In the article on the 2026 World Cup and tourism, what percentage of surveyed hoteliers report that bookings are below initial projections?

- Quoted text:

** Start **

The 2026 FIFA World Cup: A Mixed Outlook for Tourism
With less than 40 days to go until the kick-off of the 2026 FIFA World Cup in North America, the event is generating as much interest in its potential tourism impact as in the teams and players set to compete. This will be the largest men’s World Cup in history, featuring 48 teams and 104 matches. It was initially expected to bring a significant economic boost to the host nations.
However, new data from the American Hotel & Lodging Association (AHLA) indicates that the situation in the United States may not be as straightforward as anticipated. In its latest report, FIFA World Cup 2026 Hotel Outlook, AHLA warns that expected demand has not translated into strong hotel bookings. Domestic travelers are outpacing international visitors, with factors such as FIFA room block cancellations, international travel barriers, and rising costs cited as key reasons for the softened demand.
The report highlights that 80% of surveyed hoteliers across 11 host cities say bookings are below initial projections. While domestic travelers are still filling rooms at typical summer levels, the anticipated surge of international visitors has yet to materialize on a large scale. This trend aligns with broader travel data showing increased global interest in the tournament but uneven conversion into confirmed trips. Analysts have noted a growing gap between search demand and actual arrivals, with structural barriers limiting conversions.
At the heart of the issue are visa constraints and geopolitical concerns. Between 65% and 70% of hoteliers surveyed by AHLA identified these factors as the main challenges affecting international demand. For an event that relies heavily on cross-border travel, particularly from Europe and Latin America, this poses a significant hurdle.
Rosanna Maietta, President and CEO of AHLA, said: “Hotels across host markets have spent years preparing for the World Cup, and while there is real excitement, the data points to a more nuanced outlook.”
Another factor contributing to the softer outlook is what the report calls an “artificial early demand signal” created by FIFA room block allocations. Hotels initially reserved large volumes of inventory for official tournament use, inflating early expectations. However, roughly half of respondents now report significant room releases back into the market, forcing a recalibration of demand forecasts.

** End **

- Extracted records:
** Start **

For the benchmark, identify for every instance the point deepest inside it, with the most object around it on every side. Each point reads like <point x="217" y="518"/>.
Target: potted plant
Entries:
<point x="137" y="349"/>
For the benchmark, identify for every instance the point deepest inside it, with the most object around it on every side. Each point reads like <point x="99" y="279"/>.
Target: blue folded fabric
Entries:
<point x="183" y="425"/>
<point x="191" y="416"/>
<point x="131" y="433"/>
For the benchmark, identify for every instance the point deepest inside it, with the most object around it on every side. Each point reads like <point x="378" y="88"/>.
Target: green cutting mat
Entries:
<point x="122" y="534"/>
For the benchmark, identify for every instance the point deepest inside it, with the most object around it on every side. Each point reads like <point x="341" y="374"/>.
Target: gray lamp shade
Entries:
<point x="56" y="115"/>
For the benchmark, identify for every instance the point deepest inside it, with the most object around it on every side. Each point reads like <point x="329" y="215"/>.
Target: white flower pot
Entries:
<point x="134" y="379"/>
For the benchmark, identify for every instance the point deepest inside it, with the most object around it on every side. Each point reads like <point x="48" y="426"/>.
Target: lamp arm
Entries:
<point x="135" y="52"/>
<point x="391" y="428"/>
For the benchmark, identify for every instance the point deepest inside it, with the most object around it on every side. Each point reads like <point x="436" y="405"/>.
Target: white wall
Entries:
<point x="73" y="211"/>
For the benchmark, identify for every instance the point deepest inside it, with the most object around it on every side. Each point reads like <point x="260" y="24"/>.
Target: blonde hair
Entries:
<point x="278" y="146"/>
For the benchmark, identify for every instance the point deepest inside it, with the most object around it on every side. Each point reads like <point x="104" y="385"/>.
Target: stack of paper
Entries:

** End **

- Solution to the exercise:
80% of surveyed hoteliers across 11 host cities say bookings are below initial projections.